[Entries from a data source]
>>>
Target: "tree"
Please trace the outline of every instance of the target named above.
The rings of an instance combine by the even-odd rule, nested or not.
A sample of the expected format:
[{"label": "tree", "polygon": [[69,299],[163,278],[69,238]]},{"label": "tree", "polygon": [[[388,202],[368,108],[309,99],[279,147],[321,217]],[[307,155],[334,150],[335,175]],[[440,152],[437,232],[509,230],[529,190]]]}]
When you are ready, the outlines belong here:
<<<
TASK BRIEF:
Reproduce the entries above, replacing every occurrence of "instance" with "object" and leaving all other text unchanged.

ANSWER BELOW:
Target: "tree"
Please trace the outline of every object of the target named above.
The rings of an object combine by the even-odd rule, nested or not.
A sample of the expected format:
[{"label": "tree", "polygon": [[69,299],[163,278],[69,238]]},{"label": "tree", "polygon": [[[388,202],[368,108],[309,99],[279,147],[321,217]],[[307,155],[334,150],[335,175]],[[440,152],[437,232],[509,230],[529,190]]]}]
When you are ready, the outlines belong here:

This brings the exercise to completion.